INPUT RECORDS:

• • •

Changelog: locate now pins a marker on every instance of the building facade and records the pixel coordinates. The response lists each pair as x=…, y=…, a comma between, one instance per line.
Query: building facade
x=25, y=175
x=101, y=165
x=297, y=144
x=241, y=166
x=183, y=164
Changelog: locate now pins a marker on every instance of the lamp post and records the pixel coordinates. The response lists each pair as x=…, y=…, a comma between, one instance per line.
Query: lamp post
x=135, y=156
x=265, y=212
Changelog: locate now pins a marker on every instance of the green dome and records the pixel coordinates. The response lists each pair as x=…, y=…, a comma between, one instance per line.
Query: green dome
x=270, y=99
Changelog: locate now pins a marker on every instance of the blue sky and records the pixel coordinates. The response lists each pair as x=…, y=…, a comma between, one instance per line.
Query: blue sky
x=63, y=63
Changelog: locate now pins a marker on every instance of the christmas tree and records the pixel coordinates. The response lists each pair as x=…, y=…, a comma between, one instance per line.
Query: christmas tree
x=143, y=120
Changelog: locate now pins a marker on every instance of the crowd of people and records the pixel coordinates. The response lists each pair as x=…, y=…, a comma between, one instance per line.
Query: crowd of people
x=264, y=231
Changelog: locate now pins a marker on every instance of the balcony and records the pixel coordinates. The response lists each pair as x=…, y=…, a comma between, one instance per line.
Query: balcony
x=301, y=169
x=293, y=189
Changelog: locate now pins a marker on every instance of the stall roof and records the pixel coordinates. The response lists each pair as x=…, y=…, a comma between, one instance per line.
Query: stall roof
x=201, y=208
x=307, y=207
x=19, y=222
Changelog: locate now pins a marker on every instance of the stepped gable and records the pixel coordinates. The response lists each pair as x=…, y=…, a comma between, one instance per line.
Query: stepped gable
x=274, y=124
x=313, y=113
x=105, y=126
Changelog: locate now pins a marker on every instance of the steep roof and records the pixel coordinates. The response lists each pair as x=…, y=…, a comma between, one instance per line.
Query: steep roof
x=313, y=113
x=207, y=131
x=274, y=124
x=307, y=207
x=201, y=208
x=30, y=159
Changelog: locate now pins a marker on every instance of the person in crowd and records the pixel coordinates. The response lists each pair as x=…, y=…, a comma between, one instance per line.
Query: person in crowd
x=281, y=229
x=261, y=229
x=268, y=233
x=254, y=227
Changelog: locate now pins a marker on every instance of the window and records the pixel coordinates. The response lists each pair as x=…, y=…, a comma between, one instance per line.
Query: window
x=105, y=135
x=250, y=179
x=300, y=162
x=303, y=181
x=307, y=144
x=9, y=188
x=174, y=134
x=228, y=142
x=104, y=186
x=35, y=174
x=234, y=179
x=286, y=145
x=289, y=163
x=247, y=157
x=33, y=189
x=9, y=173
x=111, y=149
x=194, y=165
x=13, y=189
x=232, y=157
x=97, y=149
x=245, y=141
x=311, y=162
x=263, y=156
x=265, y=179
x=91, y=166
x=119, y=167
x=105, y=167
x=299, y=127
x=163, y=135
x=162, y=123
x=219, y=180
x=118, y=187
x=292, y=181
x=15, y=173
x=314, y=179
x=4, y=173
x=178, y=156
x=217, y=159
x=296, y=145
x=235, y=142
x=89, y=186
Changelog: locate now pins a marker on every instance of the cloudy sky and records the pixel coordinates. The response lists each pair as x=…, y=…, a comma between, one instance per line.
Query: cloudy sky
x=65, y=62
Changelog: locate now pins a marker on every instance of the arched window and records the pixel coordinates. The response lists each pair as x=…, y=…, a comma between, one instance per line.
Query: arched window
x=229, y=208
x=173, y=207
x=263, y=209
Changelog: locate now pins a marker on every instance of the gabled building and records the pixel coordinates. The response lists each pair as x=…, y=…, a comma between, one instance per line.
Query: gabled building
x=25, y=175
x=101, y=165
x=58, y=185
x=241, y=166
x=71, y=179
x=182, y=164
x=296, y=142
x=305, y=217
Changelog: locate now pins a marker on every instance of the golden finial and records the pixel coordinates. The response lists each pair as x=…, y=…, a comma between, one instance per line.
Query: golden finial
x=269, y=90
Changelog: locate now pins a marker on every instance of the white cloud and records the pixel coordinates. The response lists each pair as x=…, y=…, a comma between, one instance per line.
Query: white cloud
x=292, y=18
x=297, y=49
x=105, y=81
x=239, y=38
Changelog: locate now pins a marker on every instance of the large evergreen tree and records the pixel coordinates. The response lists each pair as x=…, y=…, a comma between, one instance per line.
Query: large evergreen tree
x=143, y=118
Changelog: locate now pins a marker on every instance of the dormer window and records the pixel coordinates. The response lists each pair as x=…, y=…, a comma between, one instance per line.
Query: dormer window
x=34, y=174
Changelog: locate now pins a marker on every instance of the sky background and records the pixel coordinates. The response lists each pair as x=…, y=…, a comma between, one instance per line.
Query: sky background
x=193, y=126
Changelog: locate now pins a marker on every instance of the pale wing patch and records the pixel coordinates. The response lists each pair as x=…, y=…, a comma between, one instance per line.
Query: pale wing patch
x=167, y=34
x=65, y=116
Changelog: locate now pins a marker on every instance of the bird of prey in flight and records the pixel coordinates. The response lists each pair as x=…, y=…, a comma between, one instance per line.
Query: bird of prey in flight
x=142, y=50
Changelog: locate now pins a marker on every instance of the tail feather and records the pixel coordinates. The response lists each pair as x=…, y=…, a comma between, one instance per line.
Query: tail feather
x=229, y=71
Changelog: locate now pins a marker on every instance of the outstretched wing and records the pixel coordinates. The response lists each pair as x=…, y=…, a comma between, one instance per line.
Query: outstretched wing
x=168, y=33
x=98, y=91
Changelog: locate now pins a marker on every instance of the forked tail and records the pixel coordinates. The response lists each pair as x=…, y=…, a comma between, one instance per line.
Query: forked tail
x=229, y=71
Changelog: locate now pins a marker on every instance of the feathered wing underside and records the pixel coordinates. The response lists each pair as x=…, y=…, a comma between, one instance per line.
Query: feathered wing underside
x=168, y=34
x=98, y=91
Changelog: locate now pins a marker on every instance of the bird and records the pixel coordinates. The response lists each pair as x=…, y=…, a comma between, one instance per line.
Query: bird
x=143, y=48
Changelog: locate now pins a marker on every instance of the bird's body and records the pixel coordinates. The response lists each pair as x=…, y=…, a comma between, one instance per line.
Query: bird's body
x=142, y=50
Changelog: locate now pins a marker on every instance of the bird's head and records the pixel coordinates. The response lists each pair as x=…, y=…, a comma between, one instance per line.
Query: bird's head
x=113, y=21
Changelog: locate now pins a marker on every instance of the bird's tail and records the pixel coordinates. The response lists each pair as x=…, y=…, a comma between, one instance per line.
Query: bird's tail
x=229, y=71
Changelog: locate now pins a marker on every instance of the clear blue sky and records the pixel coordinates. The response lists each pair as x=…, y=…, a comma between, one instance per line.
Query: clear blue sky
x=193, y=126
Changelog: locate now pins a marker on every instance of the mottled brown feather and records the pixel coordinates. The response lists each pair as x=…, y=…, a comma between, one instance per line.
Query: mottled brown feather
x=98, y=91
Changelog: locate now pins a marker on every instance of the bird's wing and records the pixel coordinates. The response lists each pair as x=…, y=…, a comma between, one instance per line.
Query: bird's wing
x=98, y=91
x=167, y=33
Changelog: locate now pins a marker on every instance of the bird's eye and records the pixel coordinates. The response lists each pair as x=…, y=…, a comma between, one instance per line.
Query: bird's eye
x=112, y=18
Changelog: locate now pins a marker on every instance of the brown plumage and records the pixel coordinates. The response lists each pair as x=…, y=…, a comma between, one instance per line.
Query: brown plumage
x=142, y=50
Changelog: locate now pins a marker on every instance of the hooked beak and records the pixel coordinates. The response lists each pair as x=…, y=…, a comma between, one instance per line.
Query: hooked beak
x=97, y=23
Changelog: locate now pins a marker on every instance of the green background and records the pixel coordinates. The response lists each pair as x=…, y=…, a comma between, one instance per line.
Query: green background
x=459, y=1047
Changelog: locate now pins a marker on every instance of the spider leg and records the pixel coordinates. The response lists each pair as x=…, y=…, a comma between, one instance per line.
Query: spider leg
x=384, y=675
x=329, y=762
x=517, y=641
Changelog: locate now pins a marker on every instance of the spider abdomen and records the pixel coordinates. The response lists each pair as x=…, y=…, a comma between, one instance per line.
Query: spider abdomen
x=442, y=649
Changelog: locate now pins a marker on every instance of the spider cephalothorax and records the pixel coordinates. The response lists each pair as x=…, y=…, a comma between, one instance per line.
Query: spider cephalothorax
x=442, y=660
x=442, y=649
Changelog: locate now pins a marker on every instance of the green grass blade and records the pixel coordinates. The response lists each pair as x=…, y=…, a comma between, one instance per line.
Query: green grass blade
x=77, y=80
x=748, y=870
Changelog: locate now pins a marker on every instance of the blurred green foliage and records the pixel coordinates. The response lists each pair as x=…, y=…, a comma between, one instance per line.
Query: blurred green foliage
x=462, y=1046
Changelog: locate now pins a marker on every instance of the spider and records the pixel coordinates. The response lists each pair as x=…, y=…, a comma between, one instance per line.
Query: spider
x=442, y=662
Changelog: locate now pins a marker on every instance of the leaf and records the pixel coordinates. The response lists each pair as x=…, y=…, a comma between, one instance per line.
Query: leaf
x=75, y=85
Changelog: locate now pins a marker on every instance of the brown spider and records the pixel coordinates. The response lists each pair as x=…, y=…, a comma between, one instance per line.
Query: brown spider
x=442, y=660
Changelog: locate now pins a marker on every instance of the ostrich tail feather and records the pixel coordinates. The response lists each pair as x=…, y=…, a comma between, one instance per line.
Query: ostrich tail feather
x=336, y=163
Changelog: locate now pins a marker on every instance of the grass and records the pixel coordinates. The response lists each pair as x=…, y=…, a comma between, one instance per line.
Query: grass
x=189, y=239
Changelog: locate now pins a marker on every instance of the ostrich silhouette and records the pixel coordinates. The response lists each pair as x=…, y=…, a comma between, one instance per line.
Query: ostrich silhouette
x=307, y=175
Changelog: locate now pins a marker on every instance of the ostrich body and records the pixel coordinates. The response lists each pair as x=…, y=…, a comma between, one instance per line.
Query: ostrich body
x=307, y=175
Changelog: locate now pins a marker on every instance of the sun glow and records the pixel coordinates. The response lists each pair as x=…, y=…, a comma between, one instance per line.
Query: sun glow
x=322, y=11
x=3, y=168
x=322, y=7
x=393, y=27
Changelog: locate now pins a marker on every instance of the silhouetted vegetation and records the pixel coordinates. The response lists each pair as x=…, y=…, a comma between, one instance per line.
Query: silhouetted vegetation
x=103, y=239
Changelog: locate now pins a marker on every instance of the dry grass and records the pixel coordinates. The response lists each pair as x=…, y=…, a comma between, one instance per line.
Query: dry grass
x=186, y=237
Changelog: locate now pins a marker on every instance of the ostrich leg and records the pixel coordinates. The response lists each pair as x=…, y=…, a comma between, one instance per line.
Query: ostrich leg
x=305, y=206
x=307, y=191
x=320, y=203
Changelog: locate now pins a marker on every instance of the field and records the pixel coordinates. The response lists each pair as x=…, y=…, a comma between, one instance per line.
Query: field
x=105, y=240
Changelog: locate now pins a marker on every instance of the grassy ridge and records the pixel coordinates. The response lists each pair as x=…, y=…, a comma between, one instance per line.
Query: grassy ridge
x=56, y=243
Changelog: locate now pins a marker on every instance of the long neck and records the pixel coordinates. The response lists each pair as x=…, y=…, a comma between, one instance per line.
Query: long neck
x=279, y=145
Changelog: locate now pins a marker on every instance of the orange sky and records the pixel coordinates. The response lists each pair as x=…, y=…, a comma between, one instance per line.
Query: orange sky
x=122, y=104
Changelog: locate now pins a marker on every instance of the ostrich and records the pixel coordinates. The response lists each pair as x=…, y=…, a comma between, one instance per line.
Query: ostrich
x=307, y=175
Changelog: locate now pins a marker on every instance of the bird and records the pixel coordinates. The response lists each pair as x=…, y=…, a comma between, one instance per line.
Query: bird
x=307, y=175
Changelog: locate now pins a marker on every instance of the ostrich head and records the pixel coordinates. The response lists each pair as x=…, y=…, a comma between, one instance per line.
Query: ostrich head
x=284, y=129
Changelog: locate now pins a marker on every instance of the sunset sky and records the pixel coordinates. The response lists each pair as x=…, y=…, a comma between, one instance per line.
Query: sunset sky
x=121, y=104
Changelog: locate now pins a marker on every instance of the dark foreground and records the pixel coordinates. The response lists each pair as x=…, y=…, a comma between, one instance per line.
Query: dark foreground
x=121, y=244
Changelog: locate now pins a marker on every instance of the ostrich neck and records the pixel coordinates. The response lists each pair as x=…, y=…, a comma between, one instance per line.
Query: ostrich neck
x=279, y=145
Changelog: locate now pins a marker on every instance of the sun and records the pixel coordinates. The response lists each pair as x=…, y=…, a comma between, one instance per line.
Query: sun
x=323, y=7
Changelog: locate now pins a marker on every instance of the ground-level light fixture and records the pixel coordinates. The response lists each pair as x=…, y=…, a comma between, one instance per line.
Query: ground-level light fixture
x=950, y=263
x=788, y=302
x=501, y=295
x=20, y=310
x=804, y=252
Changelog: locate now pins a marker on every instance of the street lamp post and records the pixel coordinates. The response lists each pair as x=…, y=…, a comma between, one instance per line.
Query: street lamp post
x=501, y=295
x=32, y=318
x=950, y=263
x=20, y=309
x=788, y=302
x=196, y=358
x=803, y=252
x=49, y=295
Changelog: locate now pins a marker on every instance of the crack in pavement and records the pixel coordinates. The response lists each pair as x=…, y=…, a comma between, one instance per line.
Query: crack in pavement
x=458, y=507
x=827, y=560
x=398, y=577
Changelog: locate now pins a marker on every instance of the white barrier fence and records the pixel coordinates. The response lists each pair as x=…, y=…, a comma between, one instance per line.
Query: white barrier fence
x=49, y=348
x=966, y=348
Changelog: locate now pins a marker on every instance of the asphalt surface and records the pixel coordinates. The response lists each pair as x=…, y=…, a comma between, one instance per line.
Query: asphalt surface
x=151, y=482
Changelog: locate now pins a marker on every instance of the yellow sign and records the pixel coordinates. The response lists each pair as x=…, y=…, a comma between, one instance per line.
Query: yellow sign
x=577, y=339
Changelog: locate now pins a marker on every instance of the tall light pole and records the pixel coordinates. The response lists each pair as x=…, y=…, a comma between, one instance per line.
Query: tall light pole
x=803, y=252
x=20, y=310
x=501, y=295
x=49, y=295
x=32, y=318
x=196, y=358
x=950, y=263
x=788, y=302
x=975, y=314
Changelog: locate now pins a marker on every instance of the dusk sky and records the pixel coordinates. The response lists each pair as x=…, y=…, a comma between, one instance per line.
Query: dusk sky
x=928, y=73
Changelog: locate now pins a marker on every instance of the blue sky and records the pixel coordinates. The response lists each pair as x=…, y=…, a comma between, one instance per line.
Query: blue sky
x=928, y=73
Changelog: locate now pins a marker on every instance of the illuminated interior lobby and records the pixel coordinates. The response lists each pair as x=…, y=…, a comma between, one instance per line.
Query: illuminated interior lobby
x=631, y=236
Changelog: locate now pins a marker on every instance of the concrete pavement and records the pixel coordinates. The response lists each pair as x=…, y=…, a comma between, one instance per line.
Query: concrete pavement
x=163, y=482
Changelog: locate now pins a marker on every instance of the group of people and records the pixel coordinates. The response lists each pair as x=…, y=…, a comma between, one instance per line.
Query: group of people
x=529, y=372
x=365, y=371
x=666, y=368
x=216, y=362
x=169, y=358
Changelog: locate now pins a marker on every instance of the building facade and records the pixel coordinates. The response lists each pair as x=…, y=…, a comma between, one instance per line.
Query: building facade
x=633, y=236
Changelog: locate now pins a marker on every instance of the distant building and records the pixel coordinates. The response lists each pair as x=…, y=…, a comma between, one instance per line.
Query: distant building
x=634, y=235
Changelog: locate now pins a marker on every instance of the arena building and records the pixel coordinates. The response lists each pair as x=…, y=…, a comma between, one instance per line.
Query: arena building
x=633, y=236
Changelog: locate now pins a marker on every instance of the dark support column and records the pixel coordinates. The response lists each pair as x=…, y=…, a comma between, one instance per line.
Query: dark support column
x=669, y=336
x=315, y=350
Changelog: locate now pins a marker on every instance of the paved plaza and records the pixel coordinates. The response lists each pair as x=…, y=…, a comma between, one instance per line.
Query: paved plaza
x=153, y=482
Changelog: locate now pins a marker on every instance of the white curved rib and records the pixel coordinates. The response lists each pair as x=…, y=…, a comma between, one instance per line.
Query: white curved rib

• • •

WRITTEN TASK: Retype the data from the line with "of the balcony" to the line with "x=105, y=126", with both of those lines included, and reproduce each line precisely.

THE RESPONSE:
Changelog: locate now pins a marker on every instance of the balcony and records the pixel coordinates. The response lists each pair as x=…, y=…, a comma between, one instance per line.
Query: balcony
x=301, y=169
x=293, y=189
Changelog: locate now pins a marker on every instance of the stall roof and records the pixel coordinates. The response lists each pair as x=…, y=…, a comma between, one instance per line.
Query: stall roof
x=201, y=208
x=307, y=207
x=19, y=222
Changelog: locate now pins a marker on every instance of the stepped gable and records the pixel coordinates. The response lists each pair as x=…, y=…, a comma between, one instance per line.
Query: stepped gable
x=274, y=124
x=313, y=113
x=105, y=126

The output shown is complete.